> [Exercise details]: Every record needs to be repeated exactly; its pictures do not.

> [The records]:
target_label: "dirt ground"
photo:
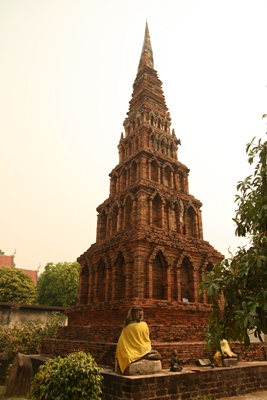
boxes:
[0,386,27,400]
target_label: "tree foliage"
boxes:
[37,262,80,307]
[30,351,103,400]
[0,267,37,304]
[200,134,267,350]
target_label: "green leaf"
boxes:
[207,285,214,297]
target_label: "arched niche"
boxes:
[79,263,89,305]
[152,193,162,228]
[180,257,195,302]
[186,206,198,238]
[152,251,168,300]
[114,252,125,300]
[96,259,106,302]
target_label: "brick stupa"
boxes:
[43,23,224,367]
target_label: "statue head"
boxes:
[124,305,144,326]
[131,306,143,322]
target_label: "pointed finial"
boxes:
[138,20,154,71]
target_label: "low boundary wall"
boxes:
[0,302,66,327]
[102,362,267,400]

> [Worked solution]:
target_label: "dirt ground"
photo:
boxes:
[0,386,27,400]
target_label: "tree foliage"
boxes:
[37,262,80,307]
[30,351,103,400]
[0,267,37,304]
[200,134,267,350]
target_label: "green leaf"
boxes:
[207,285,214,297]
target_label: "arched niche"
boxes:
[79,263,89,305]
[152,193,162,228]
[180,257,195,302]
[186,206,198,238]
[152,251,168,300]
[114,252,125,300]
[96,259,106,302]
target_label: "brick stupa"
boxes:
[43,23,224,367]
target_label: "statue head"
boxes:
[124,305,144,326]
[131,306,143,322]
target_label: "pointed finial"
boxes:
[138,20,154,71]
target_label: "low boundary wall"
boxes:
[0,302,66,327]
[102,362,267,400]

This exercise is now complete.